Задание a = Выпишите дословно отрывок из текста о княжеских завещаниях: всё начиная со слов «Мы имеем право» и вниз до слов «впечатление сознательной новации.».

◆ ◆ ◆

Но летопись умалчивает, как именно было составлено завещание Ярослава, и нет уверенности, что оно вообще когда-либо существовало вне летописного повествования, как выписанный отдельно текст. Летописец конца XIII в., напротив, всячески подчеркивает, что завещание Владимира было написано по его личному распоряжению, и даже то, что оно было изготовлено в трех экземплярах. Совершенно очевидно, что Мстислав, брат Владимира, владелец одного из экземпляров завещания, считал этот запечатленный на письме документ основанием для своих притязаний на княжеский стол. Поэтому он приказал огласить завещание в главной церкви города.

Мы имеем право сравнить действия Владимира и Мстислава со столь же целенаправленными попытками Всеволода Ольговича, князя киевского, передать княжение своему брату, попытками, делавшимися за полтора века до описываемых событий: в том и в другом случае перед нами серия деклараций частного и общественного свойства, но киевский князь полагался лишь на целование креста, не существует никаких намеков на изготовление тогда соответствующих документов. Нарочитое выдвижение на первый план формализованных документов, как мы это видим в заключительной части Волынской летописи (1288—1289 гг.), производит впечатление сознательной новации.

◆ ◆ ◆

Задание b = Приведите строки записей от строки, содержащей «of the gold», и вниз до строки, содержащей «x=244 y=395», заменив в них «gold picture frame» на «silver picture frame» и ничего иного не меняя. Изображения в ответ не включайте.

Перечень записей =
◆ ◆ ◆

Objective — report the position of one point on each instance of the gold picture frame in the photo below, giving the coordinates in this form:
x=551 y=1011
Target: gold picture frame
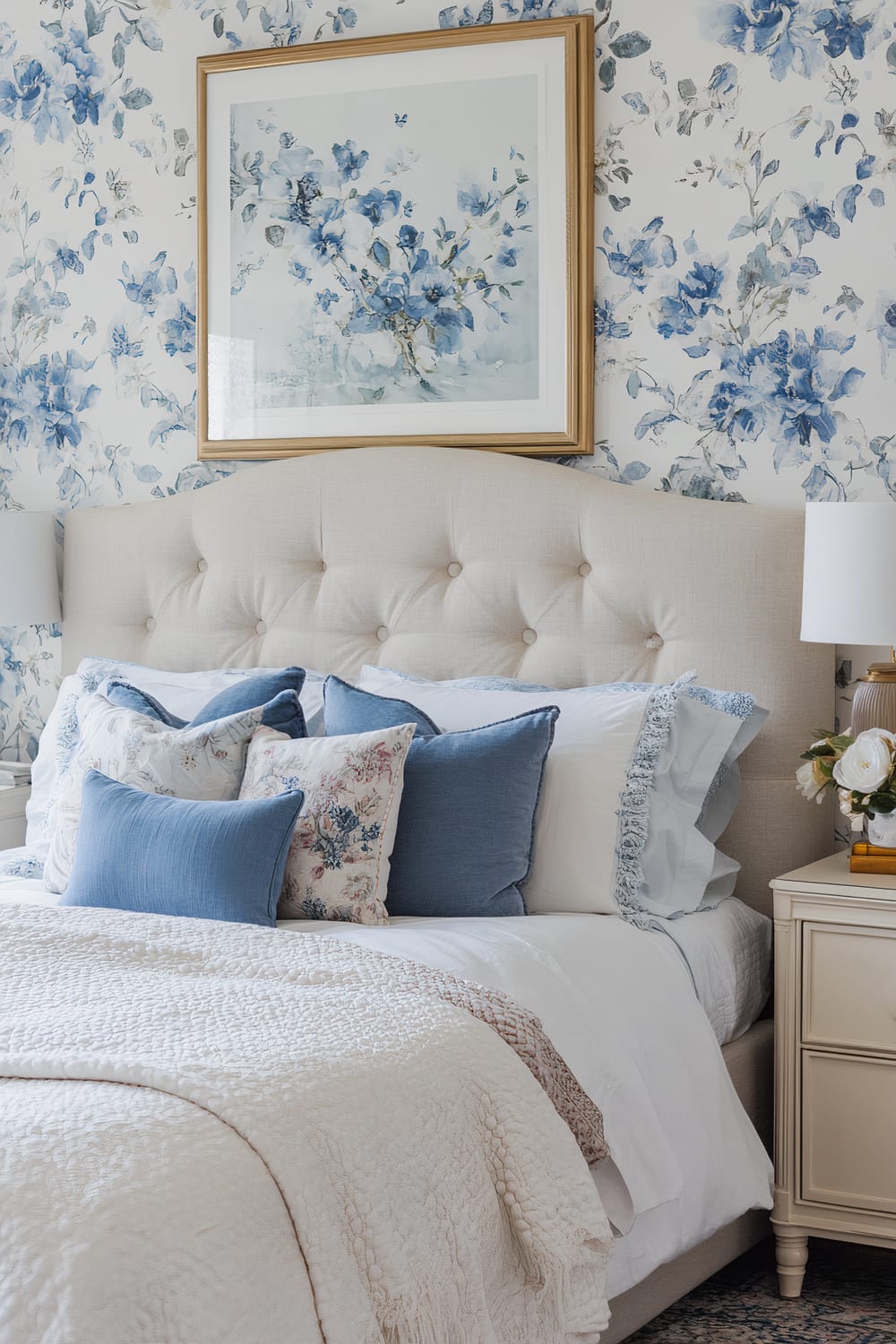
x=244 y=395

◆ ◆ ◆

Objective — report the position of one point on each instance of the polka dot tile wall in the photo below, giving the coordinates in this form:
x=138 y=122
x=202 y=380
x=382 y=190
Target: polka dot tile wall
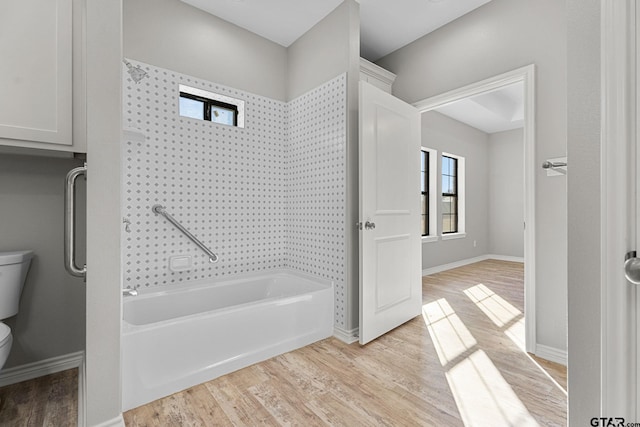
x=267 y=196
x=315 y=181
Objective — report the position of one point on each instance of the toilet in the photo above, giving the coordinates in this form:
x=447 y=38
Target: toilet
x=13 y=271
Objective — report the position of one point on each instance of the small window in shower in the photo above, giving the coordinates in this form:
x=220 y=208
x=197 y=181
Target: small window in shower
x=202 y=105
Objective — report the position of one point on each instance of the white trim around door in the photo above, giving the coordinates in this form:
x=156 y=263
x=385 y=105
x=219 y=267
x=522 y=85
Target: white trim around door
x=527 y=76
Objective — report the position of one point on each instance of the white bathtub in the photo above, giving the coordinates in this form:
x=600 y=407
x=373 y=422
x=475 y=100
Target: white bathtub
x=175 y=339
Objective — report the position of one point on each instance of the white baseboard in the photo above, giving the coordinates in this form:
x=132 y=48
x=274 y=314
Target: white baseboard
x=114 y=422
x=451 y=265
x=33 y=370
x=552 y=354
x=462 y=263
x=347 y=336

◆ ◆ ◆

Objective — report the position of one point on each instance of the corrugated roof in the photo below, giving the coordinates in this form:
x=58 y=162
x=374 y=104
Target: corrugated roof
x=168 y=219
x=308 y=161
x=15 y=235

◆ ◆ ◆

Результат a =
Мы имеем право сравнить действия Владимира и Мстислава со столь же целенаправленными попытками Всеволода Ольговича, князя киевского, передать княжение своему брату, попытками, делавшимися за полтора века до описываемых событий: в том и в другом случае перед нами серия деклараций частного и общественного свойства, но киевский князь полагался лишь на целование креста, не существует никаких намеков на изготовление тогда соответствующих документов. Нарочитое выдвижение на первый план формализованных документов, как мы это видим в заключительной части Волынской летописи (1288—1289 гг.), производит впечатление сознательной новации.

Результат b =
Objective — report the position of one point on each instance of the silver picture frame in the photo below, giving the coordinates in this form:
x=551 y=1011
Target: silver picture frame
x=244 y=395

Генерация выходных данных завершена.